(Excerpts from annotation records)
--- BEGIN ---

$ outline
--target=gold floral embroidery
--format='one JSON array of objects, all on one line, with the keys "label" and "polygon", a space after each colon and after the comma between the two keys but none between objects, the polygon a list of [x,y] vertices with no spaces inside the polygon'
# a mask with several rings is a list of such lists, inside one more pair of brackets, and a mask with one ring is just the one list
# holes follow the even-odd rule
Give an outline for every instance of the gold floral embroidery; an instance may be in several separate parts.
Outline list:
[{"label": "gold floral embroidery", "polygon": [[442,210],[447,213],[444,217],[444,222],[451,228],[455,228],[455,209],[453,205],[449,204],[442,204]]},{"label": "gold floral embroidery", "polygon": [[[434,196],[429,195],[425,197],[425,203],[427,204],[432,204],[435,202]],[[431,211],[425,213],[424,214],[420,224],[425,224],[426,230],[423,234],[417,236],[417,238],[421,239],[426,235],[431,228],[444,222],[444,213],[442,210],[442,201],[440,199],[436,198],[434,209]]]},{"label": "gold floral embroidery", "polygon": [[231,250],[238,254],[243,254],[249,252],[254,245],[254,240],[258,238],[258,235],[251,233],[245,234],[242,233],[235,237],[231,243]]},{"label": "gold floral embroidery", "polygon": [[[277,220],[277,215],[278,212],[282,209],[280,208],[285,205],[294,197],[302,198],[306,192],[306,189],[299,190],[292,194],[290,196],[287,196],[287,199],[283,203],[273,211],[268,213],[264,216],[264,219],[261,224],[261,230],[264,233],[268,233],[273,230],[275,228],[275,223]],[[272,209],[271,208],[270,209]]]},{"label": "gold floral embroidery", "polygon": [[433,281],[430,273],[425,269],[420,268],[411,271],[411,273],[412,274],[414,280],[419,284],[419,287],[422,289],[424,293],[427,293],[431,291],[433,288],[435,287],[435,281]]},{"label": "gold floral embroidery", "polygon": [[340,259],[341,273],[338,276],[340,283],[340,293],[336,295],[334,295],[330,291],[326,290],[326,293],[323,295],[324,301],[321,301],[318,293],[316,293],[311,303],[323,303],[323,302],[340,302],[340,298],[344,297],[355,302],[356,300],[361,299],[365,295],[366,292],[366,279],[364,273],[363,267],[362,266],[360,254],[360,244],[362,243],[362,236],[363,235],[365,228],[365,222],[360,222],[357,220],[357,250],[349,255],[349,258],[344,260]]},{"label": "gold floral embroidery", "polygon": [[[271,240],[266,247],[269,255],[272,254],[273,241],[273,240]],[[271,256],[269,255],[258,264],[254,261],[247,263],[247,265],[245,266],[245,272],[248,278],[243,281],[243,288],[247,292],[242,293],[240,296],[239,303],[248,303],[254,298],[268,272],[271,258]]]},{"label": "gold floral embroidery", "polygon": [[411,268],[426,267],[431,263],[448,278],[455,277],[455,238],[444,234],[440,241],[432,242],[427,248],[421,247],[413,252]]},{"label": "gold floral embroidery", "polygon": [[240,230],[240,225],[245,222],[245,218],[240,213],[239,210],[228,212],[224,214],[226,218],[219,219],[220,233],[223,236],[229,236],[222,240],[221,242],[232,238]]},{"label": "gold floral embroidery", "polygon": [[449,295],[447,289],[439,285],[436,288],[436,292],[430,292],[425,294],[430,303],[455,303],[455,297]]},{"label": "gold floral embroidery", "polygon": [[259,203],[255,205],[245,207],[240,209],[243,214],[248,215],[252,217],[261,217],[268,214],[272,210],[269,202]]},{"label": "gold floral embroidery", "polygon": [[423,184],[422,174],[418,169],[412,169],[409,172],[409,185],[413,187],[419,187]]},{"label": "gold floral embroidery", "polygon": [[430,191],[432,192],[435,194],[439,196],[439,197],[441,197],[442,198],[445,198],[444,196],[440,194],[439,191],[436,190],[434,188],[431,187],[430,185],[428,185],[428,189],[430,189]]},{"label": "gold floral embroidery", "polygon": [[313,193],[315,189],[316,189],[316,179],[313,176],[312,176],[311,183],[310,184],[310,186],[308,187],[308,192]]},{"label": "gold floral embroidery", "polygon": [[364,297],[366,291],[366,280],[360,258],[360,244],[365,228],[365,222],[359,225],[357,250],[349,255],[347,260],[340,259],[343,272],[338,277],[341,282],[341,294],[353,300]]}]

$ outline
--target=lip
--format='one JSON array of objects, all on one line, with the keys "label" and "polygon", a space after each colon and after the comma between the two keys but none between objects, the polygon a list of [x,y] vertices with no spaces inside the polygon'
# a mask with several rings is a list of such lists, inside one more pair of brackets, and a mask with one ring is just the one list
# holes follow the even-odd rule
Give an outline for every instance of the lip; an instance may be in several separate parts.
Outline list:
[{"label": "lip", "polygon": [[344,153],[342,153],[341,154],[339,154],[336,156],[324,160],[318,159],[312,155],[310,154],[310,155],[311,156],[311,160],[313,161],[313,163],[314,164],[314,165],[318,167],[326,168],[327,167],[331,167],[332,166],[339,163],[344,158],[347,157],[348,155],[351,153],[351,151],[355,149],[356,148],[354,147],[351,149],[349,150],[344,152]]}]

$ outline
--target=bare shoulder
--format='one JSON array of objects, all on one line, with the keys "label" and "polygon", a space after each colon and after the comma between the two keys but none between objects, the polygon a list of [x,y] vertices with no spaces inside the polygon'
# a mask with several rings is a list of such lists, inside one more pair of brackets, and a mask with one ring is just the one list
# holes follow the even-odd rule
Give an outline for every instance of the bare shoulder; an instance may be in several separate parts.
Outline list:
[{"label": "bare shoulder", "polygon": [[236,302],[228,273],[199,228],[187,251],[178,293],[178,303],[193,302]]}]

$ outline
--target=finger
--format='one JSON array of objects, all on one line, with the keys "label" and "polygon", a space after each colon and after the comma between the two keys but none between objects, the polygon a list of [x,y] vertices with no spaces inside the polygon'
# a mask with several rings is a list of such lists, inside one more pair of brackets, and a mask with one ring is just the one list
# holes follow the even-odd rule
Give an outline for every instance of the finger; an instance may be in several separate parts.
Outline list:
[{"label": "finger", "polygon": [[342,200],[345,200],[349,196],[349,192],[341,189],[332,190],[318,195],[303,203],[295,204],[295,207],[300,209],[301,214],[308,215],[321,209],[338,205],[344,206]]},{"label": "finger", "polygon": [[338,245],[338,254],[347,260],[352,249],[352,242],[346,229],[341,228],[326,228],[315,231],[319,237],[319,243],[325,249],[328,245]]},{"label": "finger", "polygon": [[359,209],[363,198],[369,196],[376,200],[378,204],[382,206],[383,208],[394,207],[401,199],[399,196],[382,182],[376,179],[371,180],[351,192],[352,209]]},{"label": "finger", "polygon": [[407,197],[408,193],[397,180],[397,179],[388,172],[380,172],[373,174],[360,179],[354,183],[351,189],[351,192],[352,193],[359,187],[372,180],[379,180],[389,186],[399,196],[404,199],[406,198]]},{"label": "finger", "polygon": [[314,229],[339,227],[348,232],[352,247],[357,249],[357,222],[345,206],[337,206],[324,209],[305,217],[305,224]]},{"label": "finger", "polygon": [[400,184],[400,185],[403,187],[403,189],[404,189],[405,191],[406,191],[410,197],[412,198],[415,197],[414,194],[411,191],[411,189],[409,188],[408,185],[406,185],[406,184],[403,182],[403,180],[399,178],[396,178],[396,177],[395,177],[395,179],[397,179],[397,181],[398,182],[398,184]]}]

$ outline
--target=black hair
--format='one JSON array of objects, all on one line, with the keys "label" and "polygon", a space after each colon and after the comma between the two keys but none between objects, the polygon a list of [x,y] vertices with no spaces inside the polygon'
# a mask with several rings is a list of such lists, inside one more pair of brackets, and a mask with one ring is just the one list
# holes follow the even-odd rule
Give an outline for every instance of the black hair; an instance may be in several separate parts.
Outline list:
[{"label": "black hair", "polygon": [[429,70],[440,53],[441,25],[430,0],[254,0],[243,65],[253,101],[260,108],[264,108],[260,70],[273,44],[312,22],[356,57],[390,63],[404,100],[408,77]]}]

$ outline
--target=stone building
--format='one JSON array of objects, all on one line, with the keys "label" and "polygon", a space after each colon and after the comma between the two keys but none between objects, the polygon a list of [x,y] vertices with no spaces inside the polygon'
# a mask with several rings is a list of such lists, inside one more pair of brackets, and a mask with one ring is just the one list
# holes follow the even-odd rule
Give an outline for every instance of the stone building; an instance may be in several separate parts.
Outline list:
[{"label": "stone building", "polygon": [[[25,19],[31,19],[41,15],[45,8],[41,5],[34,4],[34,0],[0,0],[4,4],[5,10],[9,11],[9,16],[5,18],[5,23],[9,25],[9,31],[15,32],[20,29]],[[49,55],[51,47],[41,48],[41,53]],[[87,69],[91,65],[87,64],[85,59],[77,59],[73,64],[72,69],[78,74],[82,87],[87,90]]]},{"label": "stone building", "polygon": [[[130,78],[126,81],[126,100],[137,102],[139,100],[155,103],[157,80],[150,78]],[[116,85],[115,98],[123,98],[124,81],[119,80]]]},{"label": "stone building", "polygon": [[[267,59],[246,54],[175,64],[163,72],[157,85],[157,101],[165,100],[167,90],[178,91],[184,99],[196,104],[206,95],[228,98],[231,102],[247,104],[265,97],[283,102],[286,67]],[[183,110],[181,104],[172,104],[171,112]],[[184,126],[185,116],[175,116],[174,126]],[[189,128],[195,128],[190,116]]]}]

--- END ---

SHORT TASK »
Collect every line above that contains the word "stone", matching case exactly, and copy each one.

RESPONSE BELOW »
--target=stone building
Give an outline for every instance of the stone building; an instance may be in several separate parts.
[{"label": "stone building", "polygon": [[[25,19],[31,19],[41,15],[45,8],[41,5],[34,4],[34,0],[0,0],[4,4],[5,10],[9,11],[9,16],[5,18],[5,23],[9,25],[9,31],[15,32],[20,29]],[[49,55],[51,47],[41,48],[41,53]],[[87,69],[91,65],[87,64],[85,59],[77,59],[73,64],[72,69],[78,74],[82,87],[87,90]]]},{"label": "stone building", "polygon": [[[130,78],[126,81],[126,100],[137,102],[139,100],[155,103],[157,80],[150,78]],[[116,85],[115,98],[123,98],[124,81],[119,80]]]},{"label": "stone building", "polygon": [[[267,59],[246,54],[175,64],[163,72],[157,85],[157,101],[165,100],[167,90],[178,91],[184,99],[196,104],[206,95],[228,98],[231,102],[247,104],[265,97],[283,102],[286,67]],[[183,110],[181,104],[172,104],[171,112]],[[184,126],[185,116],[175,116],[174,126]],[[189,128],[195,128],[190,116]]]}]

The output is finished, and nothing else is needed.